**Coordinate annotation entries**
# # # # #
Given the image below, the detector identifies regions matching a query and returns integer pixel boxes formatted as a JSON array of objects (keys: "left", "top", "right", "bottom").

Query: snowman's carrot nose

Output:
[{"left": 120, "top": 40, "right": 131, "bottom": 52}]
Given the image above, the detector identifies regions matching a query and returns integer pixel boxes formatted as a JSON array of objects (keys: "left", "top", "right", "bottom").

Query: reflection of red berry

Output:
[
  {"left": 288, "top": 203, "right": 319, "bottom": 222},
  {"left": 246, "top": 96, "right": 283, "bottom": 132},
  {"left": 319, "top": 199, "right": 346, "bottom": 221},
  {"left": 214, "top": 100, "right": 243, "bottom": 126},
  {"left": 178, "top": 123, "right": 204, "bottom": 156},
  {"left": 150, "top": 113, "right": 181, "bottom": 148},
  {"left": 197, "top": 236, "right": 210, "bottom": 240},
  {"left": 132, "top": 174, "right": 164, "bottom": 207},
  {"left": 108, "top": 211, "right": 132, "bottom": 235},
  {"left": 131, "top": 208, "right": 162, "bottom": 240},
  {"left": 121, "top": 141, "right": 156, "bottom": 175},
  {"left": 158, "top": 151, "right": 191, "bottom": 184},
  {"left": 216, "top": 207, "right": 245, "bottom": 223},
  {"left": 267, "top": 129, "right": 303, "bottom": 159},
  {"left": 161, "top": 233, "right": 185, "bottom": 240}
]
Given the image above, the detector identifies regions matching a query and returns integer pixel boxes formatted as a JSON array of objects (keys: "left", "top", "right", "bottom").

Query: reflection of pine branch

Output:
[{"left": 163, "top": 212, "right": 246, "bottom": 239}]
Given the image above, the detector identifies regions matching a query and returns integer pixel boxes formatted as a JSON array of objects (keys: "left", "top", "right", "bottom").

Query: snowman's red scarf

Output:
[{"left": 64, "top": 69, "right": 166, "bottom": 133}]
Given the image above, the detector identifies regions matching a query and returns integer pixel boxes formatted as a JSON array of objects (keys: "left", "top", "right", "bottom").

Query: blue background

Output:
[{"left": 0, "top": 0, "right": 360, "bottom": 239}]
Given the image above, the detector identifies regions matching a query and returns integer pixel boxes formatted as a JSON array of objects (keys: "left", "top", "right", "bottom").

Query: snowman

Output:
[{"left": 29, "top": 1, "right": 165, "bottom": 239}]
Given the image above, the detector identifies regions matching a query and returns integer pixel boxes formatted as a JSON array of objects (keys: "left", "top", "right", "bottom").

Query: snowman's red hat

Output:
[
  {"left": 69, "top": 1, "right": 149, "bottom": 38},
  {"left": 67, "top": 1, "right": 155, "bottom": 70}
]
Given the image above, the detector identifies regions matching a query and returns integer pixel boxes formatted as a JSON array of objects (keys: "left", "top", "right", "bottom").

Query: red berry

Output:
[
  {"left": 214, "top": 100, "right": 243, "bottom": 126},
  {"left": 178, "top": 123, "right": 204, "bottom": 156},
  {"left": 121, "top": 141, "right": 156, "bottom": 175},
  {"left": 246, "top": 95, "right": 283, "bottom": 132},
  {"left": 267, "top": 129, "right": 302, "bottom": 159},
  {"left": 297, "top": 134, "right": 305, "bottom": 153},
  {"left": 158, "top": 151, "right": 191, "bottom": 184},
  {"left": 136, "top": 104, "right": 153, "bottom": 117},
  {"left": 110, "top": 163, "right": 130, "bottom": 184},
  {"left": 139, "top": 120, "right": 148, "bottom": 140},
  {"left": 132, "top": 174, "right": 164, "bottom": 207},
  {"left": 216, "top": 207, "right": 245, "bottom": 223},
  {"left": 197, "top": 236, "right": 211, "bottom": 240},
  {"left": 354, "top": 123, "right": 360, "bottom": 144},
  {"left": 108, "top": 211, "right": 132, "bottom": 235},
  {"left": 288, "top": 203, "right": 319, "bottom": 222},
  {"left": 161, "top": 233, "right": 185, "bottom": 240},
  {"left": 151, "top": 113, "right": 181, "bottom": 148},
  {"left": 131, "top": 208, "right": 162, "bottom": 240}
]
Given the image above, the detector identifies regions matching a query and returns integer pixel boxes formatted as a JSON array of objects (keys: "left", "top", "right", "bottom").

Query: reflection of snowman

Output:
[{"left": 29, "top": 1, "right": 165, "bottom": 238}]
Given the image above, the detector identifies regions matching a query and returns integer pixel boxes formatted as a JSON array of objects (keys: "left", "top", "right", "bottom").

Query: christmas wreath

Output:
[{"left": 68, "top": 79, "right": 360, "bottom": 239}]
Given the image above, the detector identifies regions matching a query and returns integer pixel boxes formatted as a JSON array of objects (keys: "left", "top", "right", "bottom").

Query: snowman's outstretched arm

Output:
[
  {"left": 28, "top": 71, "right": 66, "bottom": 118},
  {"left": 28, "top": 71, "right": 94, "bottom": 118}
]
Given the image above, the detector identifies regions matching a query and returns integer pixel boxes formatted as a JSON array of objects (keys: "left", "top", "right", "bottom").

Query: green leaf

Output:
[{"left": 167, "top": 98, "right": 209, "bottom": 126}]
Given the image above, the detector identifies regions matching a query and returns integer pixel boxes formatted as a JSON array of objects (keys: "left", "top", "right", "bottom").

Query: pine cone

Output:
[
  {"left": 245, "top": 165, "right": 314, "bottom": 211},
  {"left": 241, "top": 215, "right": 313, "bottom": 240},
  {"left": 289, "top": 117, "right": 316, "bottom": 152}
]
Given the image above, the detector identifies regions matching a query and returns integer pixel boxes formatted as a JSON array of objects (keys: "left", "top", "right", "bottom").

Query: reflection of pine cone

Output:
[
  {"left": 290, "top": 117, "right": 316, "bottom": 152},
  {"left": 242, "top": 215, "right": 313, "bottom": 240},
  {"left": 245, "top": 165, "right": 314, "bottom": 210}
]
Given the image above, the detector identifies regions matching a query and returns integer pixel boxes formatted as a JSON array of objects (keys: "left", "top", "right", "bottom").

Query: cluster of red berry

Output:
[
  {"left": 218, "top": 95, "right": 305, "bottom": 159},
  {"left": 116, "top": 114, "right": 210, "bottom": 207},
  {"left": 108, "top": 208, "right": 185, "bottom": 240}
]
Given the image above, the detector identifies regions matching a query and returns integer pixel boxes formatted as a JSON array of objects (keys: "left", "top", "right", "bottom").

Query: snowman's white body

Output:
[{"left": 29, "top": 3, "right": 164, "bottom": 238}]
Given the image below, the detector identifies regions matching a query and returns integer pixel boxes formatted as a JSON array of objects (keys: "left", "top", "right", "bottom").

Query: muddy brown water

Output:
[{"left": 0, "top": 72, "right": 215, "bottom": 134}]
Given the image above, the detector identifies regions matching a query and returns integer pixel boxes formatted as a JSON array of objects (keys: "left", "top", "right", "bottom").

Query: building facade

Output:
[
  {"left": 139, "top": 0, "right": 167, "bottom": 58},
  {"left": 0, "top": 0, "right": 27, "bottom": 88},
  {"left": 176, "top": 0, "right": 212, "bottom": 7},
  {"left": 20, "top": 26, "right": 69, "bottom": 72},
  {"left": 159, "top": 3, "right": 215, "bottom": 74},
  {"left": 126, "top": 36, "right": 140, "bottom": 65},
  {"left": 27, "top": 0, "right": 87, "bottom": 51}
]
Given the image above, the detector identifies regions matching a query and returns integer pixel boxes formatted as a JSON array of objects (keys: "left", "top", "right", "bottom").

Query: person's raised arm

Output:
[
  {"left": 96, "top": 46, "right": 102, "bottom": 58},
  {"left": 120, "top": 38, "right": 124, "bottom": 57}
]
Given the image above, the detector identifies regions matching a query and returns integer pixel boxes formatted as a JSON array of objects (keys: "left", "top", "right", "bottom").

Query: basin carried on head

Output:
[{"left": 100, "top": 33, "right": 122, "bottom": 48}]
# # # # #
**Exercise directions**
Find every line in the data above that contains the string "cone" and copy each of those lines in full. Case counts when matching.

**Solution to the problem**
Query: pine cone
Query: reflection of pine cone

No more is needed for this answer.